Pruébalo =
Retoma la reseña de la película bélica de Sam Mendes y continúala a partir de su última frase.
== Fragmento del documento ==
El director no quería contar una gran batalla, tampoco hazañas heroicas, sino poner el foco en aquellos soldados que pasan desapercibidos en medio de un pelotón y que tienen que llevar a cabo acciones que no encontraremos precisamente en los libros de historia. 

Para ello, decidió aplicar una perspectiva inmersiva dentro del terreno para que el espectador pudiera sentir lo mismo que los protagonistas, el miedo, el horror, la masacre. En definitiva, que la experiencia fuera impactante y totalmente diferente a cualquiera que hubieran sentido previamente viendo una película bélica. 

Y es que la guerra se ha contado desde todas las perspectivas posibles y ha dado obras maestras incontestables. De hecho, resulta curioso que continúe siendo uno de los géneros que más siguen evolucionando a través de diferentes prismas, como se puede apreciar en muestras recientes como Dunkerque (2017), de Christopher Nolan. En este caso, Sam Mendes opta por utilizar la técnica para sumergirnos en esta aventura casi homérica a través de un plano secuencia que no esconde su naturaleza virtuosa.  

Desde los primeros minutos acompañamos a dos jóvenes soldados, Schofield (George MacKay) y Blake (Dean-Charles Chapman) en su recorrido por los ajetreados fosos hasta llegar al cuartel de mando donde les espera el general Erinmore (Colin Firth) para encomendarles una misión prácticamente suicida, atravesar toda la línea de fuego para detener un ataque en el otro lado de la batalla que es una trampa de los alemanes. 

Mientras Blake tiene un motivo para lanzarse a acometer el encargo (su hermano se encuentra en ese destacamento), Schofield se muestra desde el principio consciente de lo difícil que les será llegar a salvo. 


El director maneja con pulso firme la tensión del relato, poniendo de manifiesto que la línea entre la vida y la muerte es muy fina a cada paso que dan. Se trata de un recorrido episódico en el que no hay lugar para el descanso, en el que la fisicidad se vuelve cruda evidenciando la truculencia de un escenario casi apocalíptico. De hecho, casi podríamos decir que su camino por Tierra de Nadie se asemeja a una película de terror, con montones de cuerpos de hombres y animales en estado de descomposición, plasmándose de manera muy sensitiva todo este escenario hasta el punto de que casi se puede imaginar el olor de la carne putrefacta. 

El hedor de la muerte se encuentra presente en ese mar de cadáveres mientras los protagonistas se hunden en el barro, se desgarran la piel con los pinchos de las alambradas y se encuentran con ratas del tamaño de gatos hambrientos y rabiosos. Cada parada es una trampa mortal, pero es imposible quedarse quietos, incluso en el lugar que parece más seguro. Lo que había sido una campiña inglesa de origen ganadero, se ha convertido en un espacio de muerte y destrucción del que no hay escapatoria.
===
== Entradas proporcionadas ==
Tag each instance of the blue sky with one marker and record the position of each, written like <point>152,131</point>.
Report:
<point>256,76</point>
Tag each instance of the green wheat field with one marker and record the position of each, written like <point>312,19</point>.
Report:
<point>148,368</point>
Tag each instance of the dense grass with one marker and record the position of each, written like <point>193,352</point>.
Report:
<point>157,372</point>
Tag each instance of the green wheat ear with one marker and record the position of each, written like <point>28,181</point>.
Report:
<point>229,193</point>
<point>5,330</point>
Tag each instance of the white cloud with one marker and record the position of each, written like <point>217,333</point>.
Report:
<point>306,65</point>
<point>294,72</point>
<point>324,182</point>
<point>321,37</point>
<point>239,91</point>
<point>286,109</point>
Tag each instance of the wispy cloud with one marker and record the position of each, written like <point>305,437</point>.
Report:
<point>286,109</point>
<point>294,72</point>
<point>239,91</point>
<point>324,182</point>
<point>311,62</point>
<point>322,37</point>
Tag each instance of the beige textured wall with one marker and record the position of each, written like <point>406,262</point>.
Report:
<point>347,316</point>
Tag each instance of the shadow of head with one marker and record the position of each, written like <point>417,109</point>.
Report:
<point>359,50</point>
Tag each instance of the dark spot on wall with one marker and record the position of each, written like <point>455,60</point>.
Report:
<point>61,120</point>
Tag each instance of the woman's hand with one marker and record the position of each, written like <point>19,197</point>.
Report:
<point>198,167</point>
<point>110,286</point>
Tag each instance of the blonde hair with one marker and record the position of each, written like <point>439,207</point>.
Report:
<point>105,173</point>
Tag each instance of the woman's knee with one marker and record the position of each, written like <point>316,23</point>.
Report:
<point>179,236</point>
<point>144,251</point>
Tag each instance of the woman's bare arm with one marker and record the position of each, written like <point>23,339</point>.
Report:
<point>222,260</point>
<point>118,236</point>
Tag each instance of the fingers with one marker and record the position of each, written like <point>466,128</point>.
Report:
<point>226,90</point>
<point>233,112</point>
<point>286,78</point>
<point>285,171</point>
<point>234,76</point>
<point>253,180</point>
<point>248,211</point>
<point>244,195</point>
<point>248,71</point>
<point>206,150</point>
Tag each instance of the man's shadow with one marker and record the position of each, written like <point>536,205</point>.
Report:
===
Respuesta esperada =
Esta sensación de asfixia en medio de un paisaje primitivo es capaz de recrearla Mendes a la perfección a través del punto de vista inmersivo, pero uno de los hándicaps de la película reside en olvidarse de la cámara cuando ésta se convierte en todo momento en auténtica protagonista. Son muchos los directores que han utilizado este recurso con diferentes intenciones, desde Alexander Sokurov en El arca rusa a Alejandro González Iñárritu en Birdman o la película alemana Victoria, de Sebastian Schipper, por poner algunos ejemplos. Siempre hay discretos cortes, aunque en el caso de 1917 el más importante es un fundido a negro que nos introduce en otra dimensión en la que no sabemos si el personaje de Schofield está vivo o muerto. Un aliento poético se introduce en medio de ese entorno espectral en el que todo lo que ocurre no parece real sino fruto de una pesadilla. Es quizás, su la parte más hermosa del filme.  

1917 es en cierto sentido una propuesta casi artesanal a pesar de todo el dispositivo formal sobre el que se sustenta. Sin embargo, Mendes no renuncia a la parafernalia visual (apoyándose en el extraordinario trabajo del director de fotografía Roger Deakins) y a la utilización de la banda sonora de Thomas Newman para subrayar la emoción cuando le conviene. Sabe que aquí ha venido a lucirse.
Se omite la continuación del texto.